** Ziel **
Gib alle folgenden Zeilen Wort für Wort aus, lass dabei aber die Bilder weg.

┏━━

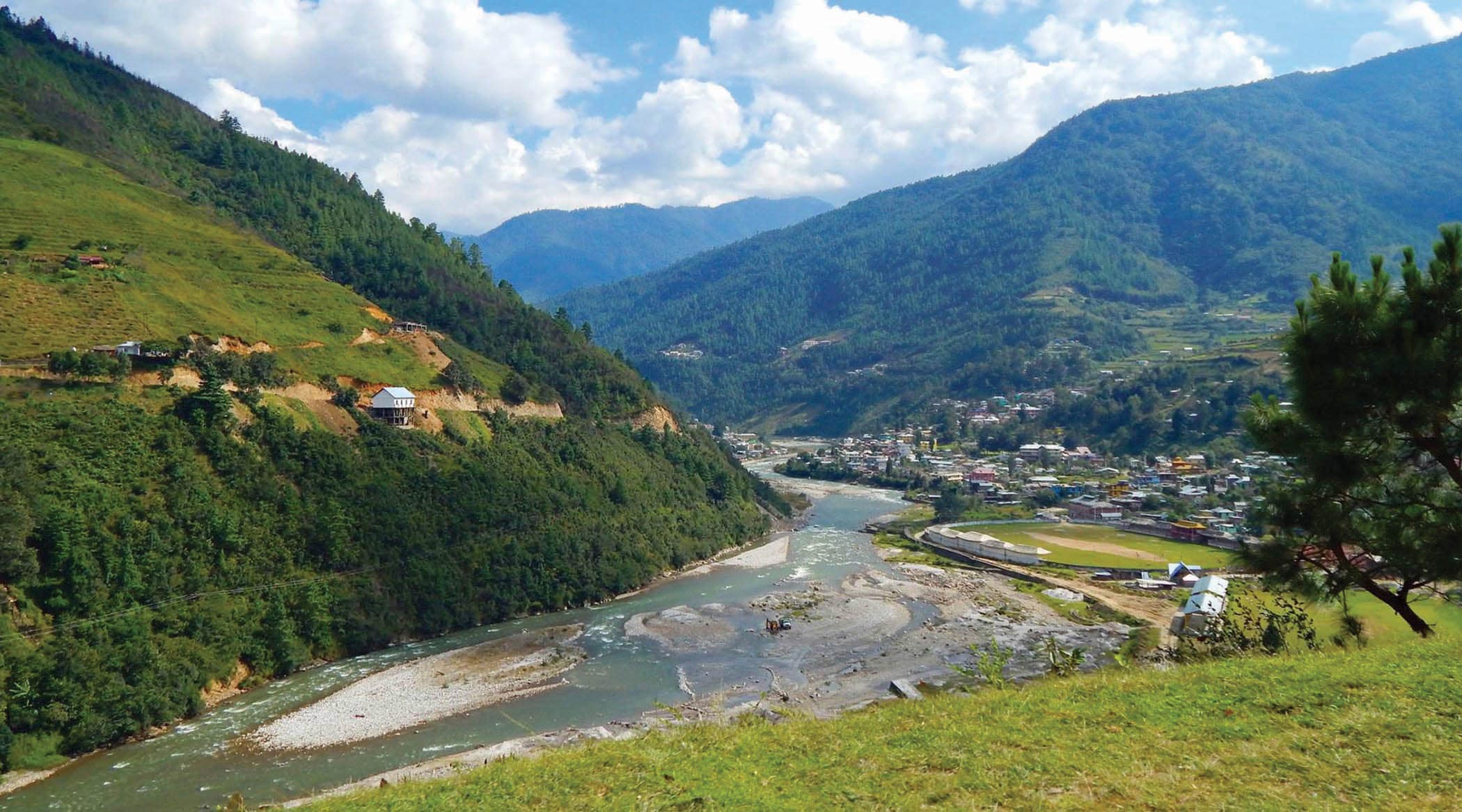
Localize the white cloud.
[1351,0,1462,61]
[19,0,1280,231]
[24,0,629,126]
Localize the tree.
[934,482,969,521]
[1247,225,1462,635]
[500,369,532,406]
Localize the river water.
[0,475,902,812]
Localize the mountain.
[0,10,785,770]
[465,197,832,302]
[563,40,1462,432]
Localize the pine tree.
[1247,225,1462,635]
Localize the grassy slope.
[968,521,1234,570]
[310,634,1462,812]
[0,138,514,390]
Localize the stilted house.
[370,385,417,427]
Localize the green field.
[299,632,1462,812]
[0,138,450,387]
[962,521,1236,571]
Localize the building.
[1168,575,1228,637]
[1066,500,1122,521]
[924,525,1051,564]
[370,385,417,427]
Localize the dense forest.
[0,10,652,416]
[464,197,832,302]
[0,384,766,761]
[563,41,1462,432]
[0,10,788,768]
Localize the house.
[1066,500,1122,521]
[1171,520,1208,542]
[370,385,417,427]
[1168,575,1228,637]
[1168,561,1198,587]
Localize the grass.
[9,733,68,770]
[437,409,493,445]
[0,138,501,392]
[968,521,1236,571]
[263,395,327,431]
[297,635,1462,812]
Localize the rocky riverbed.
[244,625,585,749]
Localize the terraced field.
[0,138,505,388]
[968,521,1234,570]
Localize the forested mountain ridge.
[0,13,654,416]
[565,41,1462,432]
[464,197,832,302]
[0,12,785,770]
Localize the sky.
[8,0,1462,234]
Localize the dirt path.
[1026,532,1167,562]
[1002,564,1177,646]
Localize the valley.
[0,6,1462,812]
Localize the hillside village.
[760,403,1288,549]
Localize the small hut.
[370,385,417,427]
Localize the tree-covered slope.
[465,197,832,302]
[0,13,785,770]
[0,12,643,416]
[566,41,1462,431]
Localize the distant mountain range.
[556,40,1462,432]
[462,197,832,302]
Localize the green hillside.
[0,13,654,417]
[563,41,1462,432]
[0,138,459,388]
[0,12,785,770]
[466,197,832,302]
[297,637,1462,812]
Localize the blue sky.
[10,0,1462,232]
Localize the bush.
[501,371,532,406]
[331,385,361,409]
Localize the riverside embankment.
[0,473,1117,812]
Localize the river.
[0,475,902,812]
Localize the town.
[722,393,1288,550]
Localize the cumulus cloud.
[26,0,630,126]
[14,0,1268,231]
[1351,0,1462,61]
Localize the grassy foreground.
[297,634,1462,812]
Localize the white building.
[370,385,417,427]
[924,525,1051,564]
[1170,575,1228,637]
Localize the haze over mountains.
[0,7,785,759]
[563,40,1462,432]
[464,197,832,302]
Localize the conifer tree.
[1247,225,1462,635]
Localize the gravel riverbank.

┗━━

** Ergebnis der Übung **
Localize the white cloud.
[1351,0,1462,61]
[19,0,1280,231]
[24,0,629,126]
Localize the tree.
[934,482,969,521]
[1247,225,1462,635]
[500,369,532,406]
Localize the river water.
[0,475,902,812]
Localize the mountain.
[0,10,785,770]
[465,197,832,302]
[563,40,1462,432]
Localize the pine tree.
[1247,225,1462,635]
Localize the grassy slope.
[968,521,1234,570]
[310,634,1462,812]
[0,138,514,390]
Localize the stilted house.
[370,385,417,427]
Localize the green field.
[299,632,1462,812]
[0,138,450,387]
[962,521,1236,571]
Localize the building.
[1168,575,1228,637]
[1066,500,1122,521]
[924,525,1051,564]
[370,385,417,427]
Localize the dense forest.
[0,10,652,416]
[464,197,832,302]
[0,384,766,761]
[563,41,1462,432]
[0,10,788,768]
Localize the house.
[1066,500,1122,521]
[1171,520,1208,542]
[370,385,417,427]
[1168,575,1228,637]
[1168,561,1198,587]
Localize the grass.
[9,733,68,770]
[437,409,493,445]
[0,138,501,392]
[968,521,1236,571]
[263,395,327,431]
[297,635,1462,812]
Localize the rocky riverbed.
[244,625,585,749]
Localize the terraced field.
[0,138,505,388]
[968,521,1234,570]
Localize the forested mountain ridge.
[0,13,654,416]
[565,41,1462,432]
[464,197,832,302]
[0,12,785,770]
Localize the sky.
[8,0,1462,234]
Localize the dirt path.
[1026,532,1167,562]
[1002,564,1177,646]
Localize the valley.
[0,6,1462,812]
Localize the hillside village.
[760,403,1288,549]
Localize the small hut.
[370,385,417,427]
Localize the tree-covered slope.
[465,197,832,302]
[0,13,785,770]
[0,12,643,416]
[566,41,1462,431]
Localize the distant mountain range.
[556,40,1462,432]
[462,197,832,302]
Localize the green hillside.
[0,13,654,417]
[563,41,1462,432]
[0,138,459,388]
[0,12,785,770]
[466,197,832,302]
[297,637,1462,812]
Localize the blue sky.
[10,0,1462,232]
Localize the bush.
[501,371,532,406]
[331,385,361,409]
Localize the riverside embankment.
[0,473,1117,812]
Localize the river.
[0,475,902,812]
Localize the town.
[722,393,1288,550]
Localize the cumulus cloud.
[26,0,630,126]
[14,0,1268,231]
[1351,0,1462,61]
Localize the grassy foreground.
[297,634,1462,812]
Localize the white building.
[370,385,417,427]
[924,525,1051,564]
[1170,575,1228,637]
Localize the haze over mountains.
[0,7,785,759]
[563,40,1462,432]
[464,197,832,302]
Localize the conifer tree.
[1247,225,1462,635]
Localize the gravel riverbank.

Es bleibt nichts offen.